### DATA RECORDS
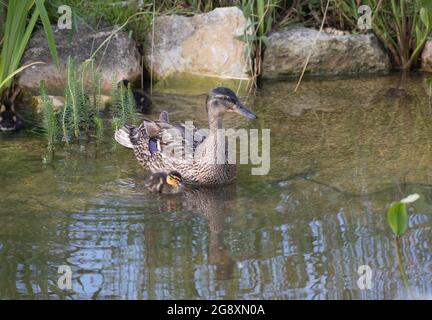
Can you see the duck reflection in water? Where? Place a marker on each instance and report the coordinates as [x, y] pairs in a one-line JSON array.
[[215, 205]]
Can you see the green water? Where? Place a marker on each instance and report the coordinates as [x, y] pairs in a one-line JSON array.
[[341, 151]]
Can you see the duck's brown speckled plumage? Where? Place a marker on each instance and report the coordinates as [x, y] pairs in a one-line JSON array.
[[202, 170]]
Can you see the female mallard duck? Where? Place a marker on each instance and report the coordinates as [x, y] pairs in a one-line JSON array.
[[157, 144], [165, 182]]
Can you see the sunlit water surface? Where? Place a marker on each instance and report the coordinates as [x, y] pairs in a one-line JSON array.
[[341, 151]]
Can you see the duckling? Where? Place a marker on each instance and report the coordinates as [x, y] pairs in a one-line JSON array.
[[165, 183], [142, 100]]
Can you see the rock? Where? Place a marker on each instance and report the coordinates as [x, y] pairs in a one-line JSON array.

### SHORT EXERCISE
Rewrite the listing from the line with "Can you see the green" up to and including the line with "[[157, 144], [165, 182]]", replacing "Place a marker" with "Put a pin" and leaving everything else unchanged. Give only those lines.

### FINAL ANSWER
Can you see the green water? Where? Put a pin on each instance and report the coordinates as [x, y] pairs in a one-line JSON array.
[[341, 151]]
Can you see the duck's brown speckled plumage? Where? Put a pin on each instance and report the coordinates as [x, y] pairs in a one-line JSON array.
[[202, 170]]
Can you see the female mallard duck? Where? Put a pin on each instance and report the coordinates as [x, y] pairs in a one-line JSON array.
[[157, 144], [165, 182]]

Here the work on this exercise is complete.